Word for word, restate the lines of the material below from its first line through the one containing "[indicate] the clear". Omit the rest.

Material to process below:

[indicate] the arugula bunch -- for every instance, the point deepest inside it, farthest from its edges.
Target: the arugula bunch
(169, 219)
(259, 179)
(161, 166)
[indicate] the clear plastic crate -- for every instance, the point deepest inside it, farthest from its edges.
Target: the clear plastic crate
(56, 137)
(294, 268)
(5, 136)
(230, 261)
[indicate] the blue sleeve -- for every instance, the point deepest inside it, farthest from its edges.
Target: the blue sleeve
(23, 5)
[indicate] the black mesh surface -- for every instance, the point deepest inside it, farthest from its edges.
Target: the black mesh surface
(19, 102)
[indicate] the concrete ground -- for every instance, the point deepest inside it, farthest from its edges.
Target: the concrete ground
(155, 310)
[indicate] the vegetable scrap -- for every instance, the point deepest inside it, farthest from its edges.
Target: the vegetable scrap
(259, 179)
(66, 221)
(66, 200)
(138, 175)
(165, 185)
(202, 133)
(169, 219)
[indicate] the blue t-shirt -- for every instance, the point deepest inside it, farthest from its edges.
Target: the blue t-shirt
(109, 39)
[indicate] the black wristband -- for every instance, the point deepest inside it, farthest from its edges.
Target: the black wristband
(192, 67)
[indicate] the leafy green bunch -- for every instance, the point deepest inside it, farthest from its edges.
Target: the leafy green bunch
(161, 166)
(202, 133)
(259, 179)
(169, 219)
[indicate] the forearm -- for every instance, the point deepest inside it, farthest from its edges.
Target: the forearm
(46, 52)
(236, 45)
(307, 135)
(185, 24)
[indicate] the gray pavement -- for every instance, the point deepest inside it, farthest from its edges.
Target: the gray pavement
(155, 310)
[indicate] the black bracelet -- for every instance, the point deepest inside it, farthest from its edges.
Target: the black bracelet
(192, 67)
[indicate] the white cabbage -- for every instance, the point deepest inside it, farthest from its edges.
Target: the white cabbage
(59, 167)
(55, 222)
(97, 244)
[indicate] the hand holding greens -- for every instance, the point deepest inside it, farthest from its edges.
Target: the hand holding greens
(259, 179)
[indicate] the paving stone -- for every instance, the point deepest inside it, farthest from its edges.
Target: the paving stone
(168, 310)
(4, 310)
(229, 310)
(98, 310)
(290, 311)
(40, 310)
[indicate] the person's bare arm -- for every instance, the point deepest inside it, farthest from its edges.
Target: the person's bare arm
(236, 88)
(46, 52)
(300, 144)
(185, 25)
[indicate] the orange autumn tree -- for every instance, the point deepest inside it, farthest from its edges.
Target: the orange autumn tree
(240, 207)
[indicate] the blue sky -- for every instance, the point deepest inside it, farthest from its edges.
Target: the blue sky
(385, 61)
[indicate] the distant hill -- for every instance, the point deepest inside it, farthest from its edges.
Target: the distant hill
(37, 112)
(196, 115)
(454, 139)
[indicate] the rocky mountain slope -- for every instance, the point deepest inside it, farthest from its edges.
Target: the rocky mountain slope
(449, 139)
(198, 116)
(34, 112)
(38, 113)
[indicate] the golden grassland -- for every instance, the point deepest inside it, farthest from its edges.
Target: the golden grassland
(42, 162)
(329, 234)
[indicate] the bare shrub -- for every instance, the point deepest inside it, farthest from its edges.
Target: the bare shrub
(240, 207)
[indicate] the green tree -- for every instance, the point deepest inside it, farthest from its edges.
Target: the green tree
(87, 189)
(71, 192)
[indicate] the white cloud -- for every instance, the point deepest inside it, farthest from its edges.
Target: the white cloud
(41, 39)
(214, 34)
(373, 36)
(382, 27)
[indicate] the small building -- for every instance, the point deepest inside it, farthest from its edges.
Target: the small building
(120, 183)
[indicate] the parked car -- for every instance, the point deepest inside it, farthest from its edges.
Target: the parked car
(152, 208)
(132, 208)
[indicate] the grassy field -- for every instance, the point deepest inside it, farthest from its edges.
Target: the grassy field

End of Material to process.

### Answer to the problem:
[indicate] the arugula bunch -- for every instance, the point deepest inside it, farthest from its edges.
Target: the arugula bunch
(169, 219)
(259, 179)
(161, 166)
[indicate] the clear plastic crate -- for every instance, the point deepest inside it, farthest from its edges.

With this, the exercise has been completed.